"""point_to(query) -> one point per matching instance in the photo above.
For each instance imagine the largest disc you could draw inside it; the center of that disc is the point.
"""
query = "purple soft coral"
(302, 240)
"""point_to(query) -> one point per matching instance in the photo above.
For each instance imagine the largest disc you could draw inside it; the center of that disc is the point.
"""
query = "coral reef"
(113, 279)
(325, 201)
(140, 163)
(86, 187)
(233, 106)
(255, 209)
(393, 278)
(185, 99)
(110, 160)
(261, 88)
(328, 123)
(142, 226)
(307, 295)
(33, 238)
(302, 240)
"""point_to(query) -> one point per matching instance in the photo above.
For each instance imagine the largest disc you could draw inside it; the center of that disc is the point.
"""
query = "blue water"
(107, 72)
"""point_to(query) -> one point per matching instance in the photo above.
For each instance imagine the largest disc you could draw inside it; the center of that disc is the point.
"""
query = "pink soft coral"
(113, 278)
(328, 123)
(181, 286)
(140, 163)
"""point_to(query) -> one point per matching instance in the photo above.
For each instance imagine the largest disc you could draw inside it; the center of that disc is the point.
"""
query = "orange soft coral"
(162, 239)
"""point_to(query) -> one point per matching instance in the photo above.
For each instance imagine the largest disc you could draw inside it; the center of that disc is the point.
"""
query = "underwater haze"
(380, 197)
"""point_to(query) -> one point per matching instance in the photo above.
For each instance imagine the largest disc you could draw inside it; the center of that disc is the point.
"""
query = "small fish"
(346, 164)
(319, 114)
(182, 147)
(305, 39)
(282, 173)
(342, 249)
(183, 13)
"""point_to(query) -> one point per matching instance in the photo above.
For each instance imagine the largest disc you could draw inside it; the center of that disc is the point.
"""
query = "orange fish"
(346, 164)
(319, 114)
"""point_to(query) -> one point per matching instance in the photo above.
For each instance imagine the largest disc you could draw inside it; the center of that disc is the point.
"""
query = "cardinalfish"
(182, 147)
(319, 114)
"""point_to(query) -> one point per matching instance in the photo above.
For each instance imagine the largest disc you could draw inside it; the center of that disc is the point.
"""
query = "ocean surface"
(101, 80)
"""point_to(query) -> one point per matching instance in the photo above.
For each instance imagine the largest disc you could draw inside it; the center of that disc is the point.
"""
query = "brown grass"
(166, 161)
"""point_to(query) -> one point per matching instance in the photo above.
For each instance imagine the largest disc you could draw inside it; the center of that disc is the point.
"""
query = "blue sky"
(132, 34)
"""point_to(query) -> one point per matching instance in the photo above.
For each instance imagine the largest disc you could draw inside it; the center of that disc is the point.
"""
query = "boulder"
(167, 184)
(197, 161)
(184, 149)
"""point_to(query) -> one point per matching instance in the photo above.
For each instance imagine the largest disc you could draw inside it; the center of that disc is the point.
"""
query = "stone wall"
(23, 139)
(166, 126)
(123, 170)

###

## YOUR TASK
The material is to be written out once more, exactly and in full.

## REPLY TO THE EXERCISE
"""point_to(query) -> one point per matching instance in the photo above.
For each instance imagine the largest disc you could draw inside it; the center of that disc is the point.
"""
query = "purple soft coral"
(302, 240)
"""point_to(query) -> one point per matching instance in the photo above.
For each instance imagine the largest disc you could draw inside it; the center of that disc is the point.
"""
query = "coral reef"
(113, 279)
(325, 201)
(140, 163)
(86, 187)
(233, 106)
(255, 209)
(393, 278)
(185, 99)
(110, 160)
(261, 88)
(328, 123)
(142, 226)
(307, 295)
(33, 238)
(302, 240)
"""point_to(query) -> one point per matching instance in the photo above.
For each instance imagine the largest disc you could draw inside it; the center of that disc is the point.
"""
query = "blue water"
(107, 72)
"""point_to(query) -> one point per matching instance in the photo above.
For each instance imagine the largest disc you could draw inside it; the center of that disc is the point.
"""
query = "pink soft coral"
(113, 278)
(328, 123)
(181, 286)
(140, 163)
"""point_to(query) -> one point per matching instance in the photo above.
For each instance imagine the largest disc you could draw inside it; the center of that disc is the point.
"""
query = "orange soft coral"
(162, 239)
"""point_to(query) -> one point per matching instance in the photo above.
For each instance imagine the largest disc you could draw inside it; the center of that disc is the point.
"""
query = "underwater haze"
(380, 197)
"""point_to(query) -> one point per matching instance in the photo above.
For each instance imagine the largest disc you could draw inside it; the center of that disc is the point.
"""
query = "small fish"
(346, 164)
(319, 114)
(182, 147)
(305, 39)
(282, 173)
(342, 249)
(183, 13)
"""point_to(query) -> one point per matching instance in the photo above.
For each instance imagine the largest disc you could draw inside it; the center of that disc is the point.
"""
query = "orange fish"
(346, 164)
(319, 114)
"""point_to(query) -> one point per matching instance in the photo above.
For each instance imagine the largest disc you could draw inside it; the center of that disc is the point.
"""
query = "cardinalfish"
(182, 147)
(319, 114)
"""point_to(query) -> one point per matching instance in the photo above.
For each instance imagine the largest disc you could draw inside it; the center of that disc is the point.
"""
query = "ocean surface"
(101, 80)
"""point_to(query) -> one point per matching instance in the photo above.
For each instance imagine the largest disc you could draw inside it; the center of that disc is the point.
"""
query = "brown grass"
(166, 161)
"""point_to(query) -> one point per matching instance in the photo above.
For each instance imagine the largest disc you could draw inside it; the center of that disc is the point.
"""
query = "blue sky"
(132, 34)
"""point_to(query) -> one point per matching instance in the photo above.
For each instance imagine the largest disc you could draw inside it; the center of that disc is the point.
"""
query = "boulder"
(167, 184)
(197, 161)
(184, 149)
"""point_to(query) -> one point per matching instance in the photo above.
For each instance imagine the largest disc you could draw inside it; the center of that disc is the point.
"""
query = "stone wall"
(23, 139)
(166, 126)
(123, 170)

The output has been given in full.